● WHAT IS BEING ASKED: Copy every one of the entries below word for word, changing nothing.

==========

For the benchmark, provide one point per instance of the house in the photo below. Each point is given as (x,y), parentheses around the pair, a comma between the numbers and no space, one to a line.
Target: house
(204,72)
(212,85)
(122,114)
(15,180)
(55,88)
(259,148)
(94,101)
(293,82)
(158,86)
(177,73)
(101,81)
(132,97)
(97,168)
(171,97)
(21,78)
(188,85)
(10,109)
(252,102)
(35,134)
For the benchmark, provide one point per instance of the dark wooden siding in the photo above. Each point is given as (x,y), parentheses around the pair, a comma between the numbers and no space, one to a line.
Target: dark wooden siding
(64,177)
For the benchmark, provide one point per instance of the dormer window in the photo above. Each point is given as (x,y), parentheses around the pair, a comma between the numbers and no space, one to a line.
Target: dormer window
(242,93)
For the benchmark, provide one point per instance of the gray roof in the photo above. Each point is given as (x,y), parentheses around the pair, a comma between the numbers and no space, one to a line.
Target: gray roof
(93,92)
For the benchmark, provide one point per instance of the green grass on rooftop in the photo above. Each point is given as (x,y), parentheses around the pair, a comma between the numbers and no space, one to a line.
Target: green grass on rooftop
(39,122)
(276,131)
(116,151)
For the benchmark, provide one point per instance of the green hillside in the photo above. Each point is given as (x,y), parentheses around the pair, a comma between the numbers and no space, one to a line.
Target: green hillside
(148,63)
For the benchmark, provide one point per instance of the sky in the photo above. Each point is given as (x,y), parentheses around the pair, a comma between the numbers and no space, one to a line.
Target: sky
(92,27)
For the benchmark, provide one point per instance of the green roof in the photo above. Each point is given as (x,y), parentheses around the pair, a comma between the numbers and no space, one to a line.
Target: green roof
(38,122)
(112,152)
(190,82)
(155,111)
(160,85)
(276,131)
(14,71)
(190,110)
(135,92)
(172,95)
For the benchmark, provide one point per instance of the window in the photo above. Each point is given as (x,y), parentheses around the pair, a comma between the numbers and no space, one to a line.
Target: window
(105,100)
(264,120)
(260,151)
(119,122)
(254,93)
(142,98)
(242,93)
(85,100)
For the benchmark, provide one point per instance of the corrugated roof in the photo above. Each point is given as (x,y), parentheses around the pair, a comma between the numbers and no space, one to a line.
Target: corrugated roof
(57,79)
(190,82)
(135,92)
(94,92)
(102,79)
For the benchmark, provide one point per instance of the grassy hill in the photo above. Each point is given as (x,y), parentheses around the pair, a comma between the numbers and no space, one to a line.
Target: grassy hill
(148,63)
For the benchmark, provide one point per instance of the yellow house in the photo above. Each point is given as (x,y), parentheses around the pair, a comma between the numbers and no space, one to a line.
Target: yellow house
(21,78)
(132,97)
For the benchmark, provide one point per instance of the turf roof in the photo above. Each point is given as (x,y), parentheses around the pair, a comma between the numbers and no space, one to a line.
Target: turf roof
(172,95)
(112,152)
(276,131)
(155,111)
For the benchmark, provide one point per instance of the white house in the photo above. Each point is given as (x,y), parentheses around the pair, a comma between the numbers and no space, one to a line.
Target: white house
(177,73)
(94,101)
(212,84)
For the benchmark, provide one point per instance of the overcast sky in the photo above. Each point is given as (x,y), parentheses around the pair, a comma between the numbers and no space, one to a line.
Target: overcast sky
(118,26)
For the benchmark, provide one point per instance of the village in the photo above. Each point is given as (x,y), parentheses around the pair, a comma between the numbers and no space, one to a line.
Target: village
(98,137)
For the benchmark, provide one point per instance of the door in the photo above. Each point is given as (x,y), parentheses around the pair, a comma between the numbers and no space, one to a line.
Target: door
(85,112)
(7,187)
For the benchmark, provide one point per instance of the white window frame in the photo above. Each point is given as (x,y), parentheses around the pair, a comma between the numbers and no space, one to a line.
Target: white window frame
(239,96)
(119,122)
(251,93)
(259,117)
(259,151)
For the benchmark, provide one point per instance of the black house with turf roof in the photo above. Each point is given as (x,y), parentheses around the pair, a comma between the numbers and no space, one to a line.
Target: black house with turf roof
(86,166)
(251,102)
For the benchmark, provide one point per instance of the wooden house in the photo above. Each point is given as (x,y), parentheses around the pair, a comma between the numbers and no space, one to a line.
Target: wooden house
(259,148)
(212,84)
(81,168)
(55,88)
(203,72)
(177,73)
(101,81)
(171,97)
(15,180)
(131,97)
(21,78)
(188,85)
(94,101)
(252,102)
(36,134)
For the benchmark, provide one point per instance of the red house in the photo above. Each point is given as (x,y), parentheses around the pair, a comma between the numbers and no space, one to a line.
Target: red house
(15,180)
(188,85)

==========

● REPLY TO THE EXERCISE:
For the benchmark, provide one point per instance of the house in the photo below. Each point is given as (x,y), parentheses around the pair, a comma between the numbers and no space, one to a line.
Target: house
(204,72)
(212,85)
(122,114)
(15,180)
(55,88)
(259,148)
(94,101)
(293,82)
(158,86)
(177,73)
(101,81)
(132,97)
(97,168)
(171,97)
(21,78)
(188,85)
(10,109)
(252,102)
(35,134)
For the benchmark, provide one point per instance of the dark wooden siding in the photo above. Each point is given as (x,y), parentheses around the pair, a comma between the numbers and no space, one to a line.
Target: dark wooden siding
(64,177)
For the benchmark, provide one point per instance of the dormer window in the photo above. Each point is given as (x,y), parentheses around the pair, a comma between the numbers and no space, one to a line.
Target: dormer window
(242,93)
For the benchmark, provide one point per instance of the gray roof in the photo above. Each point is given as (x,y), parentheses around the pair, a comma between the numbers and no space, one to a line.
Target: gray roof
(93,92)
For the benchmark, provide one point per instance of the green grass on rooftop in the photo above. Each point is given as (x,y), parentheses around the pair, a comma between the numbers and no space, one to a line.
Target: green grass on rooftop
(39,122)
(276,131)
(116,151)
For the benchmark, provide one point per instance of the green hillside in the photo above. Each point is given as (x,y), parentheses around the pair, a comma between the numbers and no space, one to a line.
Target: green hillside
(148,63)
For the benchmark, provide one point per instance of the sky in the photo above. Each point is given as (x,y), parentheses around the pair, a comma between the numbers and no space, one to a line.
Target: sky
(92,27)
For the benchmark, provide one point per instance of the green roof in the photo above. Each point is given as (x,y), parentheses around the pair, a comma between the numbers and no space, one to a line.
Target: green roof
(38,122)
(112,152)
(190,82)
(155,111)
(160,85)
(276,131)
(14,71)
(190,110)
(135,92)
(172,95)
For the benchmark, provide one point per instance of the window in the photo above. Each point is given as (x,y), parentheses around the pair, a comma between the numbers and no space, one to a line.
Target: window
(105,100)
(264,120)
(260,151)
(119,122)
(254,93)
(142,98)
(242,93)
(85,100)
For the benchmark, provide one point per instance of the corrugated roof in the photo above. Each point is given as (x,y), parentheses around the pair, a comma between the numbers and no space, one to a line.
Target: corrugated roof
(57,79)
(190,82)
(135,92)
(94,92)
(102,79)
For the benchmark, provide one point per instance of the grassy hill in the photo above. Each point is given as (x,y), parentheses around the pair, a comma between the numbers and no space, one to a line.
Target: grassy hill
(148,63)
For the benchmark, provide one point per instance of the yellow house in the photo above. Each point is given as (x,y), parentheses around the pair, a comma between the numbers and no space, one to a line.
Target: yellow house
(21,78)
(132,97)
For the benchmark, provide one point per instance of the turf roof in the photo above. Each point is given as (x,y), parentheses around the pair, a comma between the numbers and no space, one to a line.
Target: turf roof
(172,95)
(112,152)
(276,131)
(155,111)
For the benchmark, provide one point per instance of the white house in the photo above. Each point is given as (x,y), parentheses around the pair, a comma between the numbers and no space, one to a line.
Target: white house
(177,73)
(94,101)
(212,84)
For the benchmark, provide one point per instance of the overcast sky in the photo above. Each point is given as (x,y), parentheses around the pair, a comma between the numbers and no space, one to a line.
Target: overcast sky
(118,26)
For the benchmark, provide one point per instance of the village in the photo above. Each point is given as (x,y), parentheses around the pair, a comma between the numbers and no space, one to a line.
Target: village
(98,137)
For the benchmark, provide one point per instance of the door in the photo above. Each point is given as (x,y), parentheses around the pair, a comma between the numbers and no space, one to a line.
Target: door
(85,112)
(7,187)
For the benchmark, provide one point per instance of the white window frame in the photo above. Each point is given as (x,y), parentheses around the pair, a comma between the numbers and no space, one to a line.
Target: white window frame
(239,96)
(119,122)
(251,93)
(259,117)
(259,151)
For the benchmark, provide one point per instance of the black house with turf roof in the photo above. Each point is given as (x,y), parentheses around the pair, a comma between the numbers and no space, one to a line.
Target: black house with turf roof
(86,166)
(251,102)
For the benchmark, provide one point per instance of the wooden house in the photo above. Each point is given as (x,y), parentheses around the pair, a comma between the numbers and no space, one to a line.
Target: wooden house
(259,148)
(212,84)
(81,168)
(55,88)
(203,72)
(177,73)
(101,81)
(171,97)
(15,180)
(131,97)
(21,78)
(188,85)
(94,101)
(252,102)
(36,134)
For the benchmark, provide one point per instance of the red house in the photo above. Each point is given as (x,y), parentheses around the pair, a comma between the numbers and no space, one to a line.
Target: red house
(15,180)
(188,85)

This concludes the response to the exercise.